**WHAT THE TASK REQUIRES**
Rescale the lines of the listing starting at the line containing "Target: dirt lot" and ending at the end of the listing, both ends included. Reproduce every line, requests included, but multiply each coordinate in the answers by 1.75 and round to whole numbers, with halves rounded up.

[Data items]
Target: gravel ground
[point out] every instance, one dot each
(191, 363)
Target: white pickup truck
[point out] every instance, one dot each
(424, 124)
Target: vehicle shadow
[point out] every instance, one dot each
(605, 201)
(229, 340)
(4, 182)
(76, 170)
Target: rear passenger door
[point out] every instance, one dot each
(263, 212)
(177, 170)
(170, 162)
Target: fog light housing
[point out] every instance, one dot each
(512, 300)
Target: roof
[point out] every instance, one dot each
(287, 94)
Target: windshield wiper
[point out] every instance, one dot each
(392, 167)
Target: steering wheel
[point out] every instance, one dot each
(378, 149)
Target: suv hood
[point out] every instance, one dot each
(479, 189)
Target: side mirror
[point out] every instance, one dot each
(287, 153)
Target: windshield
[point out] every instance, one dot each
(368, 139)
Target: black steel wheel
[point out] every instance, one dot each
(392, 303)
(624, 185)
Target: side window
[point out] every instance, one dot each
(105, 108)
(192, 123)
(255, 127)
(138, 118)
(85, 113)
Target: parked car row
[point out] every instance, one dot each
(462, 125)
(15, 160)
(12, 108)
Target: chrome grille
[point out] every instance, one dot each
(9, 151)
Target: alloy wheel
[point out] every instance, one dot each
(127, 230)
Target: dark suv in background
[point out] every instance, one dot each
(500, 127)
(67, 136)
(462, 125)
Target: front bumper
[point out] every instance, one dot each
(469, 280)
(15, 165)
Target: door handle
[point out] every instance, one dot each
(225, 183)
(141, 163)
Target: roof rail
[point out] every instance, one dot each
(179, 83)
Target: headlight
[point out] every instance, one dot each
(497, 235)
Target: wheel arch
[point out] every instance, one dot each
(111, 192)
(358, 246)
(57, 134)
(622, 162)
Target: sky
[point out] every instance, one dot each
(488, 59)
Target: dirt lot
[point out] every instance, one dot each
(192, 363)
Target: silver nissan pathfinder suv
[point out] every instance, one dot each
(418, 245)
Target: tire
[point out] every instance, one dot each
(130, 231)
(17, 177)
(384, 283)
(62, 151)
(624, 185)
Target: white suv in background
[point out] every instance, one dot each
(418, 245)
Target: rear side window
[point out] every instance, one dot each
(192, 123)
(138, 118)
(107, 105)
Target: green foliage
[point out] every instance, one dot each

**RESULT OF THIS EXERCISE**
Target: dirt lot
[point out] every instance, one dot each
(336, 635)
Target: silver nissan pathfinder suv
[point out] every instance, one dot each
(732, 429)
Target: tire
[point out] every instance, one dot each
(228, 404)
(30, 310)
(672, 495)
(109, 264)
(1092, 324)
Target: white suv in background
[point out] every instance, one dot each
(732, 429)
Target: rear side window
[point out] every instance, one dot each
(336, 215)
(242, 207)
(187, 184)
Target: green foliage
[point out] every instance, one dot each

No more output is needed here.